What you will do: Across these entries, report how many lines include the string "flag", with nothing but the number.
*** Opening Dataset records ***
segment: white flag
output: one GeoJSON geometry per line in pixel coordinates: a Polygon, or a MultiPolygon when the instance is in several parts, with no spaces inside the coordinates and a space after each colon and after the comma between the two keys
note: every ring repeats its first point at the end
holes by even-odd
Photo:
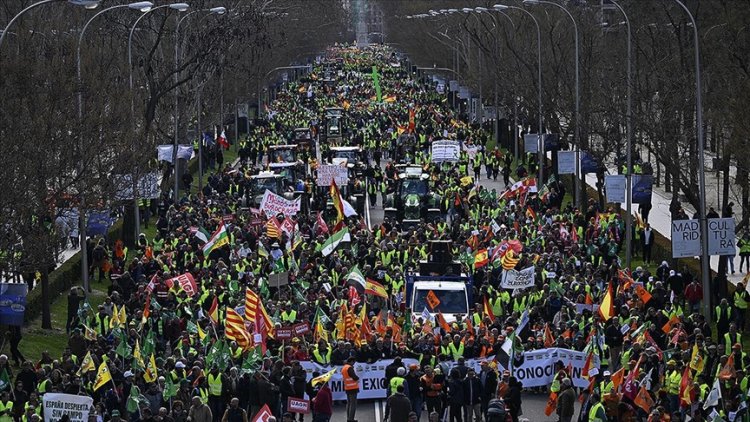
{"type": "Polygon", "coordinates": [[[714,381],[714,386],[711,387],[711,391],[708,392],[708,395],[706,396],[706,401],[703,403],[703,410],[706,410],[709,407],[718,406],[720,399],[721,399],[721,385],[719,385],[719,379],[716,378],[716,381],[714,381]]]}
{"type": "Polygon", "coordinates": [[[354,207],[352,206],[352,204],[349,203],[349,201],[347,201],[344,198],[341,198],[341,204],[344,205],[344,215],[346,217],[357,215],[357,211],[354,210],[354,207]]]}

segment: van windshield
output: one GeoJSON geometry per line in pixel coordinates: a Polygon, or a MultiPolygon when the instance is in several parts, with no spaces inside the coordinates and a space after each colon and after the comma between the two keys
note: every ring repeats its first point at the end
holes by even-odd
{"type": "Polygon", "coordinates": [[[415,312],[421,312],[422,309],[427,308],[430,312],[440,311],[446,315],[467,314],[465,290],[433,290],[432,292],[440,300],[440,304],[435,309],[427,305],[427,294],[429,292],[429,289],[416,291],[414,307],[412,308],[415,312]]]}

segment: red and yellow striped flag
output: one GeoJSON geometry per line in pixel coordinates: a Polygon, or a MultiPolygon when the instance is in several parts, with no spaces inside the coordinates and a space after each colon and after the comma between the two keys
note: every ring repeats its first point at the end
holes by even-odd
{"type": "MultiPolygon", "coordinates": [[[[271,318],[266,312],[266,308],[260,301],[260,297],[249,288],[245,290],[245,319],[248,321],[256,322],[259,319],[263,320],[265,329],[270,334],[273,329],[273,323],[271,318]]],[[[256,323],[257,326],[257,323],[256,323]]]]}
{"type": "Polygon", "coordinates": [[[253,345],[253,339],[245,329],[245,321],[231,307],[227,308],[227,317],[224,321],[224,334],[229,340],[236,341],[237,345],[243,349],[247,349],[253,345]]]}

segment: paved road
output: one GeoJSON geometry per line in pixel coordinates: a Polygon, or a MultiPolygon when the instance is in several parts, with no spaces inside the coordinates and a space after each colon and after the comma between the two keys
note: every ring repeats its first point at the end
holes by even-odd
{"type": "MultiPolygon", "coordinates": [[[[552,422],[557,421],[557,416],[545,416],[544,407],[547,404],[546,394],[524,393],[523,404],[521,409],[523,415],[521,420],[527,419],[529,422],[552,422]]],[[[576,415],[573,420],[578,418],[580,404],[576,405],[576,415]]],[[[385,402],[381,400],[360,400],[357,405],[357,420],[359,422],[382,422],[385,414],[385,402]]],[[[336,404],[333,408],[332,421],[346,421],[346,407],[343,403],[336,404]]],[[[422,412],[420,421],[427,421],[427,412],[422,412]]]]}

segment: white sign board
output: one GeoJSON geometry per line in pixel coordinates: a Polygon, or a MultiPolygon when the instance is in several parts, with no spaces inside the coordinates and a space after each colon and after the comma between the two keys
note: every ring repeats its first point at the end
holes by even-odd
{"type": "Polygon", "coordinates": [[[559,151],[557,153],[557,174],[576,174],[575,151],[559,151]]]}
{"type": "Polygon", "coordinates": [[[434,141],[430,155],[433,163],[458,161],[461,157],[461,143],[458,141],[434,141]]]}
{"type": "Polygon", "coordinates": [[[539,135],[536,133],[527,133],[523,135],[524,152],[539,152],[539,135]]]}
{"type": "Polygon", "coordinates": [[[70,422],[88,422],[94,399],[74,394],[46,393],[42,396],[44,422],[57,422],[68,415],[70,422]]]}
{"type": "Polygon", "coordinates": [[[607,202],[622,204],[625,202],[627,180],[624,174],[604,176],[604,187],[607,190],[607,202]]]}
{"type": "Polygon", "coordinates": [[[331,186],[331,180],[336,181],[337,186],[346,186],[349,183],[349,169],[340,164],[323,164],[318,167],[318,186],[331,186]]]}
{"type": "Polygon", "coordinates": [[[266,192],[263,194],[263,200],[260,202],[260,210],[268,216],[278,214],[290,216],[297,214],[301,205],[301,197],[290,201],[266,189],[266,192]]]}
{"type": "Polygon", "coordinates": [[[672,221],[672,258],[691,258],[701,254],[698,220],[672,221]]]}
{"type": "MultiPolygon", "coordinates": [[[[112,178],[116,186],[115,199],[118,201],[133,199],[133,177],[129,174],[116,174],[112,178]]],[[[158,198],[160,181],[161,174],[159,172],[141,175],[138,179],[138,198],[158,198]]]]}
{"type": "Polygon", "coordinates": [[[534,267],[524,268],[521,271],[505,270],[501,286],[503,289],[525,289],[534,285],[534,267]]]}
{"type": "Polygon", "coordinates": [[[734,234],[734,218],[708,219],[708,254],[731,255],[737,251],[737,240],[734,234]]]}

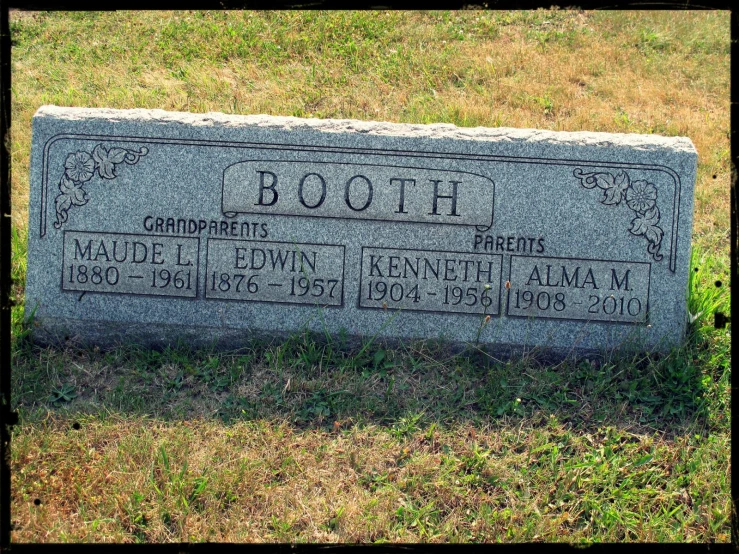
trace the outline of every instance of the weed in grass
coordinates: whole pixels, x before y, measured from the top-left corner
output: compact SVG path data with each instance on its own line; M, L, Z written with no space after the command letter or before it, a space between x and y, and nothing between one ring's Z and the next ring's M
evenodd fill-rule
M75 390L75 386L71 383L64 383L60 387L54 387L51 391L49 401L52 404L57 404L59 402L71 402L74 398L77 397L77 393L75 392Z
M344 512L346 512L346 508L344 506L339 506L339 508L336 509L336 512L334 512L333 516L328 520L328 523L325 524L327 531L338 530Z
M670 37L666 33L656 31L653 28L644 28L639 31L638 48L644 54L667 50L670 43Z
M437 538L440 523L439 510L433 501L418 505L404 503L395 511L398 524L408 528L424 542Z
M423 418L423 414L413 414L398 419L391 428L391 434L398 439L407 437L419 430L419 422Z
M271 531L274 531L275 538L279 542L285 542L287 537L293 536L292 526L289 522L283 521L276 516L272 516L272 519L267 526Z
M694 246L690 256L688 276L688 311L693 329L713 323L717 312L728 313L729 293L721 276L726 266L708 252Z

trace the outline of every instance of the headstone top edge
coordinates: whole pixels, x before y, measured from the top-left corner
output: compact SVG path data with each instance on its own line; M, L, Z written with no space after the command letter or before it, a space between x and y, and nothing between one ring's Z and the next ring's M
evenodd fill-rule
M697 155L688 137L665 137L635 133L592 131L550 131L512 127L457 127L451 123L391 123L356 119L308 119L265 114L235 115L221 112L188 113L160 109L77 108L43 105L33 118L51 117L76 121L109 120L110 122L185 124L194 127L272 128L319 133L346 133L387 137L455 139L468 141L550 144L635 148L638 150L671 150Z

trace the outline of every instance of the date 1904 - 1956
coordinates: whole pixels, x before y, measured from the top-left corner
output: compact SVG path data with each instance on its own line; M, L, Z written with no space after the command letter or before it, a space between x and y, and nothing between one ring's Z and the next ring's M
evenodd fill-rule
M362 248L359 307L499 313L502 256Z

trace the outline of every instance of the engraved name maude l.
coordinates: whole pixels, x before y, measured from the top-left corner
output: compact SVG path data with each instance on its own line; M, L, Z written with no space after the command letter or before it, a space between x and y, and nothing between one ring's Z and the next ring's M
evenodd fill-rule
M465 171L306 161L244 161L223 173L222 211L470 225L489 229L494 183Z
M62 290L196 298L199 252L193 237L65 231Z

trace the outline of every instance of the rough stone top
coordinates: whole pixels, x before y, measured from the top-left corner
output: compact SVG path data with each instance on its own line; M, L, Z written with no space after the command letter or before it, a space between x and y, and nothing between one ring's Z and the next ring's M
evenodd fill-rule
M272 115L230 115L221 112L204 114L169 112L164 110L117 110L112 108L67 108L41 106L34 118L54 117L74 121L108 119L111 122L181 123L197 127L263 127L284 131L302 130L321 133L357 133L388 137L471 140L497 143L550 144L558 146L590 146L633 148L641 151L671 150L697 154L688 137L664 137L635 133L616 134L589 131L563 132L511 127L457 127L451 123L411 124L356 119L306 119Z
*** Closing Dataset records ***
*** Opening Dataset records ***
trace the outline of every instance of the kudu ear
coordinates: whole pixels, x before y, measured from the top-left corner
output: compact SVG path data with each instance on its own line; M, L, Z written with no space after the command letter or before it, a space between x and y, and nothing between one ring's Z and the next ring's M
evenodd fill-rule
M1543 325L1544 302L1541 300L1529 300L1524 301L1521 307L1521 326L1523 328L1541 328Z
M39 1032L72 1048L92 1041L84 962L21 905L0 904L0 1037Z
*** Closing Dataset records ***
Expected output: 2